## Your goal
Write out every line of the records below as a numbered list, omitting any blank lines and the pictures.

....

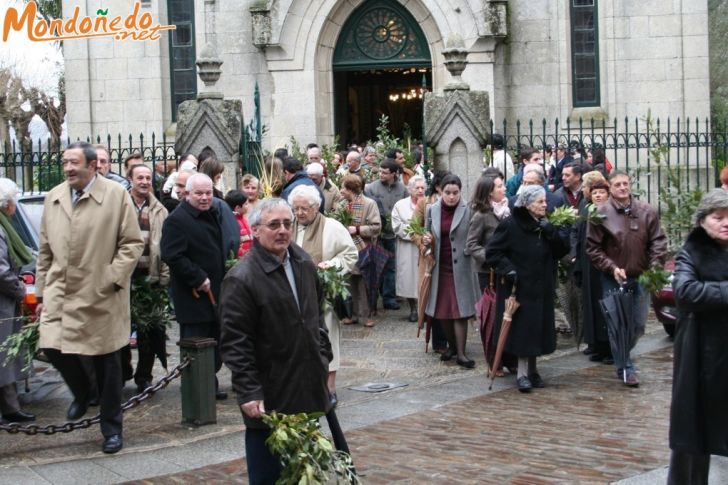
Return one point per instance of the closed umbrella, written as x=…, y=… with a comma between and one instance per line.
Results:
x=423, y=295
x=485, y=310
x=619, y=308
x=511, y=306
x=372, y=261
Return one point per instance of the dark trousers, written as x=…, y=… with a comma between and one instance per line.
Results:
x=108, y=372
x=264, y=467
x=687, y=469
x=389, y=279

....

## Response to the task
1. Return one point per instance of the closed umbrella, written as x=…, y=… with a comma between and one instance per line.
2. Results:
3. x=423, y=295
4. x=485, y=310
5. x=619, y=308
6. x=511, y=306
7. x=372, y=261
8. Return one point per instance of the dark trousers, written as x=…, y=… with a comma between and one instance per line.
9. Results:
10. x=108, y=372
11. x=264, y=467
12. x=687, y=469
13. x=389, y=279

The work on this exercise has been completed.